• _Task objective_
Please state how many macro shocks the extract on firm responses to macroeconomic shocks identifies, and what it uses to identify them.

Understanding differences in firm responses to macroeconomic shocks is key for designing policy actions. This column identifies 67 macro shocks using ‘jump’ days in the US stock market over 2020-2022. It measures firm exposures using individual stock returns and, crucially, discussions of business risk factors in corporate filings. These exposures are largely uncorrelated for different shocks (such as pandemic and inflation shocks) and, collectively, account for most of the rise in cross-firm dispersion in the 2020 recession. The findings challenge the conventional explanations for countercyclical dispersion in firm performance during recessions.

Firm-level outcomes become more dispersed during economic crises, as in the recent pandemic-driven recession (Barrero et al. 2020, 2021). Policy actions also have uneven effects across firms and sectors (Ramey and Shapiro 1998, Galindo-Rueda et al. 2020, Farhi et al. 2021). To assess whether particular policy actions soften or amplify the uneven effects of macro shocks, we must understand how and why firms differ in their responses. We show in Davis et al. (2025) that ex ante observable differences in business characteristics explain a large part of the increased dispersion in revenue growth, employment growth, investment rates, and earnings surprises that follow macro shocks.

Data extracted from a collection
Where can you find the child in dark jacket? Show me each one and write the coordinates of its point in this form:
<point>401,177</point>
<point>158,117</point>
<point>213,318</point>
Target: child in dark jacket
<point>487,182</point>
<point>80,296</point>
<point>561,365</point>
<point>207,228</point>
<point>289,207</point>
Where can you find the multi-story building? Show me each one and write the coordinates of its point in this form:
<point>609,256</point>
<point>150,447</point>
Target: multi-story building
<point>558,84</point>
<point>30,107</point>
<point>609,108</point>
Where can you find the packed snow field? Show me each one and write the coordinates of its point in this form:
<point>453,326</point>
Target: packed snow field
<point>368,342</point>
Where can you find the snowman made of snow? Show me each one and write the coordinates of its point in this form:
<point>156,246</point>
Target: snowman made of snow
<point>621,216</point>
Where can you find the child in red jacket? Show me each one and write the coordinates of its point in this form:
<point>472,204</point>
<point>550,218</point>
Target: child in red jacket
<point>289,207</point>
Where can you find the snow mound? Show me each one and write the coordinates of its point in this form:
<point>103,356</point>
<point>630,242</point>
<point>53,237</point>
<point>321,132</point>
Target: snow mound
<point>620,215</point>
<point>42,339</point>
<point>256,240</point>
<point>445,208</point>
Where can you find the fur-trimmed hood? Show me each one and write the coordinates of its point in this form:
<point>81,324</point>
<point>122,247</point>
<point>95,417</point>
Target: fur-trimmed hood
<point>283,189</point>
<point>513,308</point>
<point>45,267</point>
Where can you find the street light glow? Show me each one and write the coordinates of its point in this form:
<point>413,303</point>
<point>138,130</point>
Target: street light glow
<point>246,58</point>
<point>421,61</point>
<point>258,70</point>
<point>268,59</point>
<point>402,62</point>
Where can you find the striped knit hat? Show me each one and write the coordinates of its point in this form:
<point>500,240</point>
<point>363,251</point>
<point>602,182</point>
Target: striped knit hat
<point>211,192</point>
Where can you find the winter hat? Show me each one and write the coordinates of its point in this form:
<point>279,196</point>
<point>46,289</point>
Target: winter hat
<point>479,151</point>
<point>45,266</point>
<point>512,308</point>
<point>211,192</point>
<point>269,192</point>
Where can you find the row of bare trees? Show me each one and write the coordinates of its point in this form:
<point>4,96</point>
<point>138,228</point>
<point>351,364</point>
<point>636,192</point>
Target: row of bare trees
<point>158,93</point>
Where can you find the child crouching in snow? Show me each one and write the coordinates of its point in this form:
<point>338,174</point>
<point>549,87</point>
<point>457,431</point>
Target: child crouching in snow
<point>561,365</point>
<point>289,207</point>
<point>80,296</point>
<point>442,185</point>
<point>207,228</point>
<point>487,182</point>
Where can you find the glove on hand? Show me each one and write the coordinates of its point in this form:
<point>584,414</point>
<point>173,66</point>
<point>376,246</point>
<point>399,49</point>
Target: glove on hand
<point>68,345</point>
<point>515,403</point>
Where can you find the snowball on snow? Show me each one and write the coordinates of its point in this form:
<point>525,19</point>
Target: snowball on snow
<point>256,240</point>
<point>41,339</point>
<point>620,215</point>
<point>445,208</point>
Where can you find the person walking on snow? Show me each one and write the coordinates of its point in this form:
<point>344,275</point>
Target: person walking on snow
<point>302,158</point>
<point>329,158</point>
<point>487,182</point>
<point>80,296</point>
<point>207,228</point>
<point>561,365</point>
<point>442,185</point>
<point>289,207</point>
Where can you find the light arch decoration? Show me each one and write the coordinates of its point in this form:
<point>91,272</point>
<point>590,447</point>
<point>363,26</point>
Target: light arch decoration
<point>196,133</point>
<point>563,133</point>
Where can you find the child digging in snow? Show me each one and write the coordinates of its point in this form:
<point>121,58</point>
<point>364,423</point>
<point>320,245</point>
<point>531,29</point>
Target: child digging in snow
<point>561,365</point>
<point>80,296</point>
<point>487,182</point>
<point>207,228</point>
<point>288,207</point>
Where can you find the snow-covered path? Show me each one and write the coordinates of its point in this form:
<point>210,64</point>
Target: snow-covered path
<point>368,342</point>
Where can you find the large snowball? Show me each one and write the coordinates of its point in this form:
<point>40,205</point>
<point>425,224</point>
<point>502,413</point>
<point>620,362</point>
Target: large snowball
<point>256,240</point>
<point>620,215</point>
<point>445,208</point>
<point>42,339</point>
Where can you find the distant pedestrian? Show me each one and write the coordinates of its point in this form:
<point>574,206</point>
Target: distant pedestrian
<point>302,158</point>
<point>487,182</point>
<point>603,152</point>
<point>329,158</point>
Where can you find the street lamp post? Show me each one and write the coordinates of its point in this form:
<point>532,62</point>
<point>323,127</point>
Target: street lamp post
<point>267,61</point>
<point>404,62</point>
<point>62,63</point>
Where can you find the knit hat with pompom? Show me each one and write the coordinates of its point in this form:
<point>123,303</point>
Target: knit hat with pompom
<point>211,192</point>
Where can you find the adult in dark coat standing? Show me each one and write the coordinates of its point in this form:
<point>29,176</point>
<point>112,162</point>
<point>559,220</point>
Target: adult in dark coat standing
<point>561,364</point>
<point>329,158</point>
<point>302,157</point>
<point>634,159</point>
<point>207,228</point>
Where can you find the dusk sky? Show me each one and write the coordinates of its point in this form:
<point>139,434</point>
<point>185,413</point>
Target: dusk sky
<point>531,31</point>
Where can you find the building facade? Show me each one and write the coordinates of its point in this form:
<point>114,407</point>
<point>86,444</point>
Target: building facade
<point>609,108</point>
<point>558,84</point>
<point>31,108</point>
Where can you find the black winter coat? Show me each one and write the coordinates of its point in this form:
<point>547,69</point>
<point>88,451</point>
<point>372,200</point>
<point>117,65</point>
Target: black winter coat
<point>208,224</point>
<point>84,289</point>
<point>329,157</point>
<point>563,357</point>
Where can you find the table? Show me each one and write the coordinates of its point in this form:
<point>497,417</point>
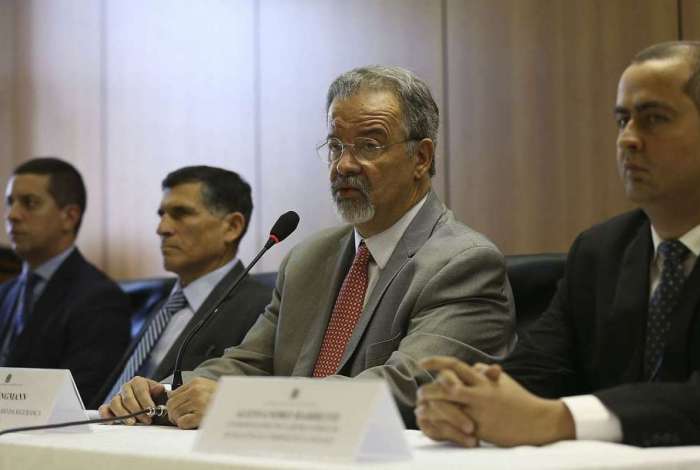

• _Solution for this problem_
It identifies 67 macro shocks using "jump" days in the US stock market over 2020-2022.